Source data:

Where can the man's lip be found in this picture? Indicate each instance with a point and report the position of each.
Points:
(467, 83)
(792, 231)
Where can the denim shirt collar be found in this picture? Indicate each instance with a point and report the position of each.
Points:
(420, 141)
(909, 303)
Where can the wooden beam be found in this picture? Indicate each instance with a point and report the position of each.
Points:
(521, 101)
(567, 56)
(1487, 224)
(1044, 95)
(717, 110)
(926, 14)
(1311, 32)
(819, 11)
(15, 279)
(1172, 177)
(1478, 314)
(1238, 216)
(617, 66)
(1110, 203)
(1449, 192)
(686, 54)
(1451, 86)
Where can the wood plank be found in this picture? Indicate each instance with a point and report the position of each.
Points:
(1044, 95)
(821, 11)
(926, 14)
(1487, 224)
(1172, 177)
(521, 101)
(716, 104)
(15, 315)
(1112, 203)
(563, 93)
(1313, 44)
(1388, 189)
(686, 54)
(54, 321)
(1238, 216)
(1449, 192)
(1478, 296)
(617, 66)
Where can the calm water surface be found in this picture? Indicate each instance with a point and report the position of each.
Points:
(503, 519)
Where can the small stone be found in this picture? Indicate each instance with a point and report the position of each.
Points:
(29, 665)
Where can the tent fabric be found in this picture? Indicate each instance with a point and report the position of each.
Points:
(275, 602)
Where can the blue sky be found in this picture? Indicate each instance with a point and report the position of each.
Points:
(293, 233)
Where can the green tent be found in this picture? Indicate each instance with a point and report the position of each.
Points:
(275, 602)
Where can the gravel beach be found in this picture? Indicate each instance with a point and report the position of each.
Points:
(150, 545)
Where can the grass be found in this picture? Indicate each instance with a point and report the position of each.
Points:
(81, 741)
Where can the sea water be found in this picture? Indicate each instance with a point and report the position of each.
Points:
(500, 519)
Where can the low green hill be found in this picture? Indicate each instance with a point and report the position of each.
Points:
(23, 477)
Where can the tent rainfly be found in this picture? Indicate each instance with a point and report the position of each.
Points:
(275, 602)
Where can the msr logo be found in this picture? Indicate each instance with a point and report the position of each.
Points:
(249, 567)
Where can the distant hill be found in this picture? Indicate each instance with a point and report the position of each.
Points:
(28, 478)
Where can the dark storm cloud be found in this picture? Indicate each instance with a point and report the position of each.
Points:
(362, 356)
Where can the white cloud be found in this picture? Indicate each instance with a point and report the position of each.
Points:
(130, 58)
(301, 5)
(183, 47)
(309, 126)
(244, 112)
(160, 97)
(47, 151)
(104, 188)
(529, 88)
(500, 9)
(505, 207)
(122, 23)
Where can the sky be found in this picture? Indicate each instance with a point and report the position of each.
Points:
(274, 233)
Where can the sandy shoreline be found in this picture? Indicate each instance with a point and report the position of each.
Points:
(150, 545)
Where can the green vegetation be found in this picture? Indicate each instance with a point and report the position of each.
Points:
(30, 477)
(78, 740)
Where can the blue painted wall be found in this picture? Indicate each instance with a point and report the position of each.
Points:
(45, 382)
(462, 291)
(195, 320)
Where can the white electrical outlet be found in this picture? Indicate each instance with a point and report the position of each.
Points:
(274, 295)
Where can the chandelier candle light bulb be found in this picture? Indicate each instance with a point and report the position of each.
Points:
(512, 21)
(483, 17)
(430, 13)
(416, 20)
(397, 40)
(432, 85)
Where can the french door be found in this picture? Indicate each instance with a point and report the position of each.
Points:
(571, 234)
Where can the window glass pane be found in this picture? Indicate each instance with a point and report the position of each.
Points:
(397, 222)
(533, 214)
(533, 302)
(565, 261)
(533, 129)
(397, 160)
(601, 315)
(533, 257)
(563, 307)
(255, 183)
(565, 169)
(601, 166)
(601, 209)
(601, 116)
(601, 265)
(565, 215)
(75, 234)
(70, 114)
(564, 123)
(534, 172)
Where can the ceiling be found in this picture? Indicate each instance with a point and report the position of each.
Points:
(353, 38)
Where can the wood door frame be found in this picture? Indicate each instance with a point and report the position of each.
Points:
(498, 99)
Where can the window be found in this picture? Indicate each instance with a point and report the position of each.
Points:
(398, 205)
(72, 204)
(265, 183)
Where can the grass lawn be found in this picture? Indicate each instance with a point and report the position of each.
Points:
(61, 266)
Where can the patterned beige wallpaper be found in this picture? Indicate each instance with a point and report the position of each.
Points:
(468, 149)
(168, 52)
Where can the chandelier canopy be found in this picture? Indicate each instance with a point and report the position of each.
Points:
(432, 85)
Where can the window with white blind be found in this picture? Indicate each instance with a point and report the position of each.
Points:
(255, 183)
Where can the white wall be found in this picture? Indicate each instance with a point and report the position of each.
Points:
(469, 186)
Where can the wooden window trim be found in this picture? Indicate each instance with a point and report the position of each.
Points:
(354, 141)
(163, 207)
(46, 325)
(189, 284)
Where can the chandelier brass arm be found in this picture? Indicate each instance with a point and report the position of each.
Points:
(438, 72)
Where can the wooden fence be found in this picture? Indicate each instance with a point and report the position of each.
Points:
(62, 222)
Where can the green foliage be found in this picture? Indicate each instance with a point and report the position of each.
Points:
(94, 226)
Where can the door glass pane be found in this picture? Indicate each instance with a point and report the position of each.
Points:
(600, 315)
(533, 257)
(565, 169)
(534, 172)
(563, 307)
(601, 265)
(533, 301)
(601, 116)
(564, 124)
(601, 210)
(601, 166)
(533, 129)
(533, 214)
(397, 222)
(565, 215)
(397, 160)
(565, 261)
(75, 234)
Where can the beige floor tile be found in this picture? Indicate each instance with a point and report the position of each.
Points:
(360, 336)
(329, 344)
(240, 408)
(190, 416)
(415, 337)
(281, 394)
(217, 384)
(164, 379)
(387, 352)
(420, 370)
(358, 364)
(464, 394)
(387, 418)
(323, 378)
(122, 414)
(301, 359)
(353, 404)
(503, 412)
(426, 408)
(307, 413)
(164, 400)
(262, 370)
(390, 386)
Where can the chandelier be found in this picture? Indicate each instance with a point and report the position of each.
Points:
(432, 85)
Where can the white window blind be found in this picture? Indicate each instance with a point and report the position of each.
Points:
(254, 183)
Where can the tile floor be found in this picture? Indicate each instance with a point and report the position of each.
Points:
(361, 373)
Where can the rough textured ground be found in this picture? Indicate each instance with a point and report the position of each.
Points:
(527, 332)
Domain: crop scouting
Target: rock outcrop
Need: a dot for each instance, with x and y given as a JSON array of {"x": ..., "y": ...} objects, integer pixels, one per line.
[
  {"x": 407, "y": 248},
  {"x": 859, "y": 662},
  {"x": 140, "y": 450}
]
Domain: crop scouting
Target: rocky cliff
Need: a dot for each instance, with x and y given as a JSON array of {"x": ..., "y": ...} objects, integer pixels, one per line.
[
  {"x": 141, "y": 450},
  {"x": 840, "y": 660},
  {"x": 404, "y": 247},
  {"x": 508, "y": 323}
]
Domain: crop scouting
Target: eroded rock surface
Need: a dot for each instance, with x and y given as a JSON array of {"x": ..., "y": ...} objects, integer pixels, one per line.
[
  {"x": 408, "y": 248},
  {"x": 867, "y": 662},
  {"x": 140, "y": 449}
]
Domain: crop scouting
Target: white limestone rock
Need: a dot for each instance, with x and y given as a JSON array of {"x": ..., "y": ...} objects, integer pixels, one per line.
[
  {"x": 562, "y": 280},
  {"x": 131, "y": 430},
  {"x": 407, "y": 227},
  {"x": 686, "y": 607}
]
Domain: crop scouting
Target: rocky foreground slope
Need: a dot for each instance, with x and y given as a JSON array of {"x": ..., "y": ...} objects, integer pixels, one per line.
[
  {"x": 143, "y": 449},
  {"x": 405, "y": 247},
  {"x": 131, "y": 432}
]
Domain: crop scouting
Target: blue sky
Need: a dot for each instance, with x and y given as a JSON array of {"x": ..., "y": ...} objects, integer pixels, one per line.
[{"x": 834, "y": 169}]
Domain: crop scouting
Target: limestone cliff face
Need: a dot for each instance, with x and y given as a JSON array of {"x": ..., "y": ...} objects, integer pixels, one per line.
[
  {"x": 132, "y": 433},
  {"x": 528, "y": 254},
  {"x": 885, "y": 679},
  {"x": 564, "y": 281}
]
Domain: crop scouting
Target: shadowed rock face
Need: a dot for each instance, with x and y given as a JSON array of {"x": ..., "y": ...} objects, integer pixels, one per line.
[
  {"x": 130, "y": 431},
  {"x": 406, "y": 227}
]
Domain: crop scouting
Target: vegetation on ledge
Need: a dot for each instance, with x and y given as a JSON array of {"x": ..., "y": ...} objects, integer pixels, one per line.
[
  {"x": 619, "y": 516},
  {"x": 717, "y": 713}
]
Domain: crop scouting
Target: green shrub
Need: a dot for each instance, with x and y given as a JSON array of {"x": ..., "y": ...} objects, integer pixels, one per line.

§ **What you need to do**: Count the lines in the source data that contain the string "cloud", treating case as significant. Give only the number.

§ **Reply**: 2